- [The exercise]: All entries are to be quoted exactly; the images stay out of the copy.

--- START ---

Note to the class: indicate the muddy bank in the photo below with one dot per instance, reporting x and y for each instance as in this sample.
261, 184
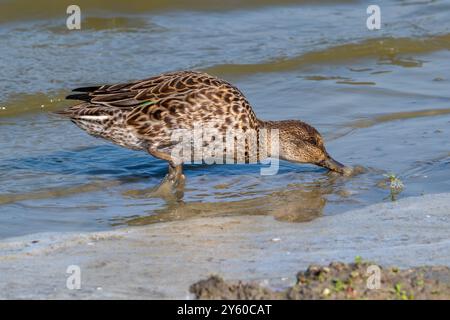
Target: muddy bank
162, 261
339, 280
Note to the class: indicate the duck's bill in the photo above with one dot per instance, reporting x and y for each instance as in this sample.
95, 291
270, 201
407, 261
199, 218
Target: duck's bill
333, 165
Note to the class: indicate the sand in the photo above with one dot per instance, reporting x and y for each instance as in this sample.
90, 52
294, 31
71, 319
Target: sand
162, 261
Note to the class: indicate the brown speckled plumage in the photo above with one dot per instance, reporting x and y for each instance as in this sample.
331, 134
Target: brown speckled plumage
143, 114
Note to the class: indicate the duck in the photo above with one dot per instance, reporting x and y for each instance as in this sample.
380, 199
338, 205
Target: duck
144, 114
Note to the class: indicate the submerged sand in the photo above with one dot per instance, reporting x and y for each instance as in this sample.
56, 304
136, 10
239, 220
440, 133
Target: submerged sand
163, 260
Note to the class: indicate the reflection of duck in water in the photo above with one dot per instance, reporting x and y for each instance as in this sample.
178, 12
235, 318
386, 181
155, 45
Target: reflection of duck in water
143, 115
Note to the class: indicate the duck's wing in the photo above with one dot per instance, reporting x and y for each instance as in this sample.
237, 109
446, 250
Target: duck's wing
132, 94
107, 99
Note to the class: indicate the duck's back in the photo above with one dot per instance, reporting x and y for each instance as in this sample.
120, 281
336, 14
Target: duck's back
147, 112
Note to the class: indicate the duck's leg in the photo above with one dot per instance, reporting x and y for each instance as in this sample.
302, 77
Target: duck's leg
173, 182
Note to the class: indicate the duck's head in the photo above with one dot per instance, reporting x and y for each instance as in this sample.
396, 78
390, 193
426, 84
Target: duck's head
299, 142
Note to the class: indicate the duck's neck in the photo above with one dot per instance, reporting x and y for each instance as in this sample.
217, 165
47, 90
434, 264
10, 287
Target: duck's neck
272, 133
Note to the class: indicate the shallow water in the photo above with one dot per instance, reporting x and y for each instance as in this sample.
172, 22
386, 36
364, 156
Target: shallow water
380, 98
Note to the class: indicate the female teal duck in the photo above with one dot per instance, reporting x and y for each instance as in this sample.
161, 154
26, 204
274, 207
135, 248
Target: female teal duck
143, 115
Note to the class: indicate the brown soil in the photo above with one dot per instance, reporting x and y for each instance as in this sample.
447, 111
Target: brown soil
338, 281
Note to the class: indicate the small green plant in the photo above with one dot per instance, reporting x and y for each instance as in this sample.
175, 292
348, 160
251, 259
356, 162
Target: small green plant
401, 294
395, 185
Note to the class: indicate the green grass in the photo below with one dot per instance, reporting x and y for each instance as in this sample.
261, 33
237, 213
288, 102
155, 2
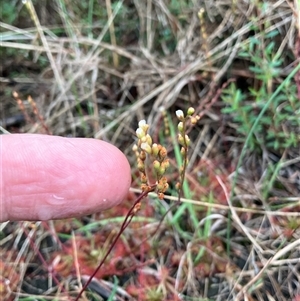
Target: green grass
167, 59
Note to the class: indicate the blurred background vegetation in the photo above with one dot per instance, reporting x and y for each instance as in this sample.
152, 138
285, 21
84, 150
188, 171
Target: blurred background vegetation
94, 69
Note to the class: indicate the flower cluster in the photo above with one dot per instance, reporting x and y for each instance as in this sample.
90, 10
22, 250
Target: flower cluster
144, 149
184, 140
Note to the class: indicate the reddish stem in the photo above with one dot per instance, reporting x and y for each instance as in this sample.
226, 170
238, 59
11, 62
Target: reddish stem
125, 223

--- END ---

- [The output]:
Note to the class: indicate the muddy bank in the photo below with one dot per instance, reporting x and y for each instance as in this sample.
261, 184
Target: muddy bank
162, 261
339, 280
Note to the class: indicate the duck's bill in the photo above with one dot per instance, reporting x and y for each instance as in this sample.
95, 291
270, 201
407, 261
199, 218
Target: duck's bill
333, 165
Note to the class: indicate the sand in the photo above with one dot per instance, reporting x and y for each instance as in this sample.
90, 52
294, 31
71, 319
Target: sand
162, 261
Note to the class: indicate the brown speckled plumage in the photo above with one dot per instance, reporting x and y for each instance as in this sample.
331, 134
Target: brown speckled plumage
143, 114
Note to the class: indicate the duck in the photo above with one dot per instance, reporting x and y for each instance as in this sample.
380, 199
338, 205
Target: duck
144, 114
Note to the class: indicate the submerged sand in the photo above with one dot per instance, reporting x and y for each instance as in this sample.
56, 304
136, 10
239, 220
440, 133
Target: submerged sand
163, 260
Note to the class: indicate the reflection of duck in water in the photo above with one dot per instance, reporting x and y for each instance as in this sample.
178, 12
235, 318
386, 181
155, 45
Target: reflection of duck in water
143, 115
Note to the class: indicate the duck's wing in the photo above with one dot per instance, reporting x and y for each instance as in this sample.
237, 109
446, 250
Target: duck's wing
132, 94
107, 99
Note to the class: indicate the duck's back in the photo above with one dot per instance, reporting x and y for each instance as in this sample.
120, 281
336, 14
Target: duck's back
147, 112
Note to the class: indicate the duck's leg in the photo above with one dot per instance, reporting x and y for each instance as in this sample.
302, 77
Target: duck's leg
173, 182
Note to the class: indicate the duck's head in the photo above with one dot per instance, reporting x and y for each instance as in this sample.
396, 78
390, 193
426, 84
Target: duck's head
299, 142
Note to the class: indicate the duck's neck in the photo above with one dot per instance, reporting x and y for each instance as in this sample.
217, 165
47, 90
434, 264
10, 287
Target: duck's neck
272, 133
Note to the class: indicate the shallow water in the photo above with one dot per instance, reporting x and y for each instance as in this sample.
172, 22
386, 36
364, 156
Target: shallow water
380, 98
Note to the class: indicate the female teal duck in the photo above with one dot per instance, reporting x and y for each instance as in this sample.
161, 154
26, 204
274, 207
135, 248
Target: female teal duck
143, 115
Note to the class: indicate the brown soil in the photo above with one dot per instance, reporting x and y for each instance as in this sample.
447, 111
Target: brown soil
338, 281
Note to the class: indicate the small green plant in the photo above with one dot per instance, reporting x and y for each instance as in this sample.
175, 292
348, 160
251, 259
356, 162
Target: small green plant
401, 294
395, 185
Note to the class: indicate the green grass in the photo below with one dot per instance, reporting x and y for each instance as in this sample.
261, 33
237, 213
288, 102
155, 2
Target: green grass
167, 59
Note to the class: indicate the blurred background vegetation in the photo above with one dot per instance, reporting x and y for each instance as in this sample.
152, 138
285, 21
84, 150
188, 171
Target: blurred background vegetation
94, 69
Note to the class: indicate the flower cluster in the photo above with one dot per instance, reporting x and y for each instance as in this sample.
90, 10
22, 250
Target: flower cluster
144, 149
184, 140
Note to the class: indicate the reddish stem in the photo above with one dot per instance, reporting x and y for each instance as in this sample.
226, 170
238, 59
11, 62
Target: reddish stem
125, 223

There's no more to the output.